PROBLEMS TO SOLVE:
a) Name the tips for shaking off loneliness in the article on beating the loneliness bug, using the label that opens each one.
b) Answer these from the article on beating the loneliness bug:
(i) How many hours from campus does the writer live, and in what state?
(ii) On which days does the Campus Activities Board host events?
(iii) How many clubs does Castleton offer?
c) From the article on beating the loneliness bug, reproduce the stretch from "The choice to" through "keep ourselves sane?".

SELECTED EXCERPT:
<<<<

How to beat the loneliness bug

Josie Gawrys, Spartan Editor 

The choice to live on or off campus. In any other semester, that would be an approachable decision. “Off-campus” often meant a short commute from Rutland or a quick jaunt down the road from Sparty Rentals.

But this semester, living off campus could mean living hours away from any of your friends.

Living a smooth 7 hours from campus in Pennsylvania, I have gone above and beyond the social distancing guidelines. And with all my school friends living so far from me, I’m having my fair share of social isolation and fear of missing out—or “FOMO.”

So, I asked around. Friends here in my hometown, friends off at other colleges, and friends at Castleton who decided to live at home like I did. How do we keep ourselves from feeling lonely? How do we even keep ourselves sane?

After countless zoom meetups, phone calls, and Instagram story polls, I’ve compiled a comprehensive list for your benefit—and mine—on how to shake the social isolation blues.

Get involved with extracurriculars: There are all sorts activities that you can participate in on and off campus that have changed up their style to suit those who can’t attend in person. Castleton offers more than 50 clubs—find some that interest you and check them out!

Attend events virtually: The Campus Activities Board still hosts events every Friday, Saturday, and Sunday. Many events are live-streamed, and this is a great way to feel connected to campus when you can’t be there.

Schedule zoom hangouts: If you’re living far away from your friends and classmates, find a time that you can meet over zoom and catch up or even have study groups together.

Here’s me on zoom with some of my friends.

Try out a new hobby: It’s never too late to jump on the bread baking trend. Learning a new skill or even just doing an activity that you enjoy can have an immensely positive effect on your mood. And creating something like a fresh loaf of bread can really make you feel accomplished!

Multiplayer games: If you like videogames, this one’s for you. Try playing games with your friends online that you can play together. This is a fun, unique way to connect with people and a great way to blow off steam from classes and jobs.

Self-improvement: Maybe you’ve always wanted to run a 5k. Maybe you want to try out meditation or yoga. Maybe you just want to take more time for yourself. Now is the time! No one expects you to leave your quarantine with a six pack, but that doesn’t mean you can’t set goals for yourself.

>>>>

RECORDS:
<<<<

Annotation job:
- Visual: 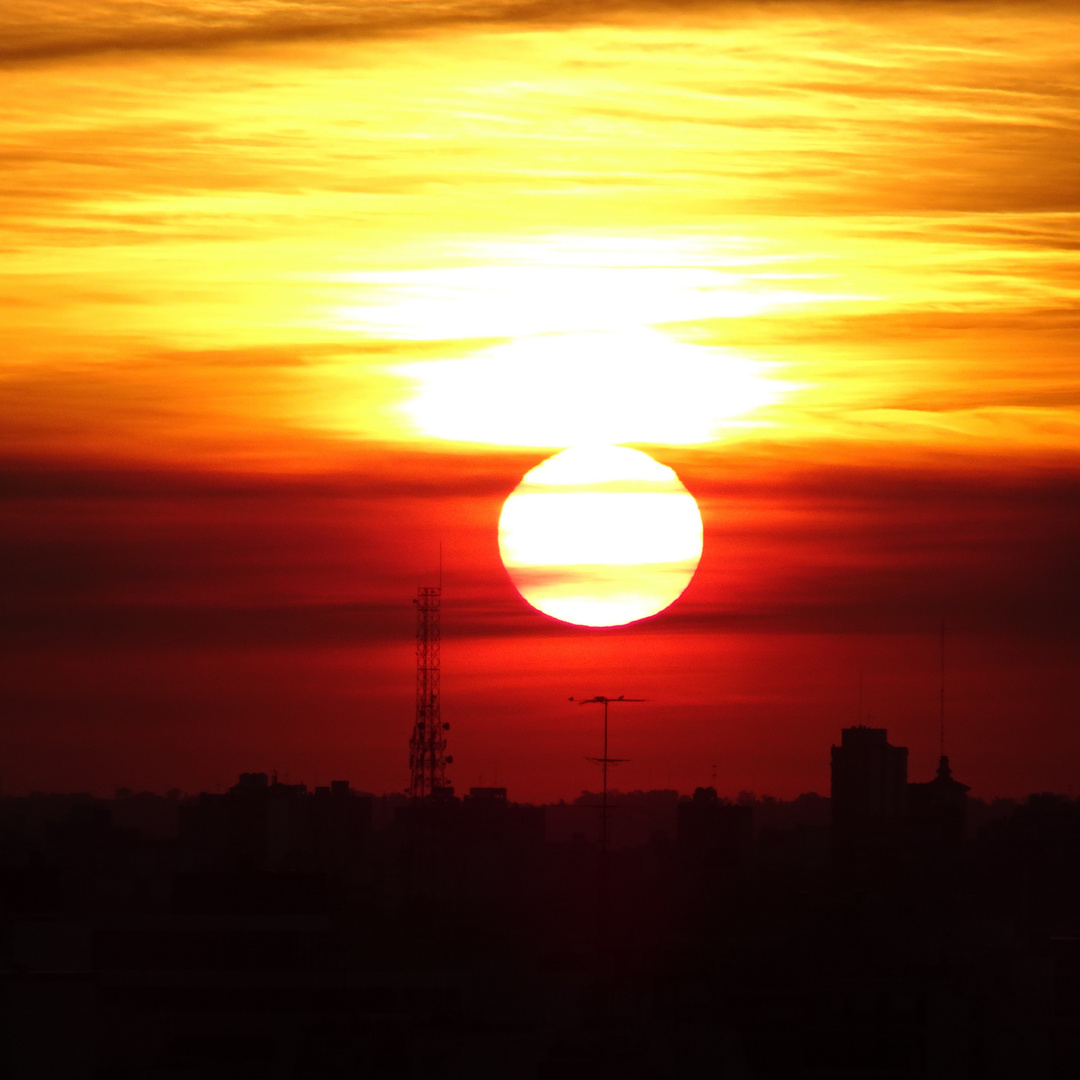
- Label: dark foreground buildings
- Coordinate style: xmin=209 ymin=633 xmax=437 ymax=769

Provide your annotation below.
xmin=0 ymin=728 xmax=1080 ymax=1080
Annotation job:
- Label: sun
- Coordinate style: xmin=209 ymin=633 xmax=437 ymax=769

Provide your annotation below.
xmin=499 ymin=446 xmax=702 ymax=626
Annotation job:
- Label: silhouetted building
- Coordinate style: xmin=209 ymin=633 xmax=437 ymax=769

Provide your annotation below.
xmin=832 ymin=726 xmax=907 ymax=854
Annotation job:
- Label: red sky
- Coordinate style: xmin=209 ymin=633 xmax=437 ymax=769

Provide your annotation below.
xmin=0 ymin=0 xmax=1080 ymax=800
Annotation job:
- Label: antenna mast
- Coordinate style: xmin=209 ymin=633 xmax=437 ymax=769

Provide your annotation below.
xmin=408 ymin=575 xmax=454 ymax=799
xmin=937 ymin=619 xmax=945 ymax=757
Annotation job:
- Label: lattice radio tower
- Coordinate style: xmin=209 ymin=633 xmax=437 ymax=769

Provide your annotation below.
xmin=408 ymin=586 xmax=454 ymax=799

>>>>
<<<<

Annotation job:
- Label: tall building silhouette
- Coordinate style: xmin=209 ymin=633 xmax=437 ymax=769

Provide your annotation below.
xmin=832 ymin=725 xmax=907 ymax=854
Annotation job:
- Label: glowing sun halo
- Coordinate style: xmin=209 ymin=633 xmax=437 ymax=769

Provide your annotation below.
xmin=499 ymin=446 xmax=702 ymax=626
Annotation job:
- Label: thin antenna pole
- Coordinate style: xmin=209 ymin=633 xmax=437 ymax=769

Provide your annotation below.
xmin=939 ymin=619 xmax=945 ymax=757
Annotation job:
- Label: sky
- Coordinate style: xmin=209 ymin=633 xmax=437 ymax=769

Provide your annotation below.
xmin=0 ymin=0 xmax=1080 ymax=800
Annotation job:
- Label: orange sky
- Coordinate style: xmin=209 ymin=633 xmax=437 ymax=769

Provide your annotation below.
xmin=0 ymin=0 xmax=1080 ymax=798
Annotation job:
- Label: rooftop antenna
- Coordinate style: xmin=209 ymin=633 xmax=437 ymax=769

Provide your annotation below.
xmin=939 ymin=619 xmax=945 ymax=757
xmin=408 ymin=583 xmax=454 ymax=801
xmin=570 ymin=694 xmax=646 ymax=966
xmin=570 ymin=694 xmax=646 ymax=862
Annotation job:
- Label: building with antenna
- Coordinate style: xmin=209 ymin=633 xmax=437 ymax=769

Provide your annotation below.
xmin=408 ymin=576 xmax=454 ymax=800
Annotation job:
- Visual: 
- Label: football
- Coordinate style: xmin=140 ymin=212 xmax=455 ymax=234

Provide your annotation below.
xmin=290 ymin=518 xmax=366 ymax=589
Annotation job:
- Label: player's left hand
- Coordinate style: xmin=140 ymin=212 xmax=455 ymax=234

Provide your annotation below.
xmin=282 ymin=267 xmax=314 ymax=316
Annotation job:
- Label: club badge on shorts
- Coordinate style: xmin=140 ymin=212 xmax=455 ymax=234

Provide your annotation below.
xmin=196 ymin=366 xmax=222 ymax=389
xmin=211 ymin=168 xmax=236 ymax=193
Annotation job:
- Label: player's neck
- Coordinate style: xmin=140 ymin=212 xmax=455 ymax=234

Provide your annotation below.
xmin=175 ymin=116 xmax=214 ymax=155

>>>>

SOLUTIONS TO THE EXERCISE:
a)
Get involved with extracurriculars
Attend events virtually
Schedule zoom hangouts
Try out a new hobby
Multiplayer games
Self-improvement

b)
(i) About 7 hours, in Pennsylvania.
(ii) Friday, Saturday, and Sunday.
(iii) More than 50.

c)
The choice to live on or off campus. In any other semester, that would be an approachable decision. “Off-campus” often meant a short commute from Rutland or a quick jaunt down the road from Sparty Rentals.

But this semester, living off campus could mean living hours away from any of your friends.

Living a smooth 7 hours from campus in Pennsylvania, I have gone above and beyond the social distancing guidelines. And with all my school friends living so far from me, I’m having my fair share of social isolation and fear of missing out—or “FOMO.”

So, I asked around. Friends here in my hometown, friends off at other colleges, and friends at Castleton who decided to live at home like I did. How do we keep ourselves from feeling lonely? How do we even keep ourselves sane?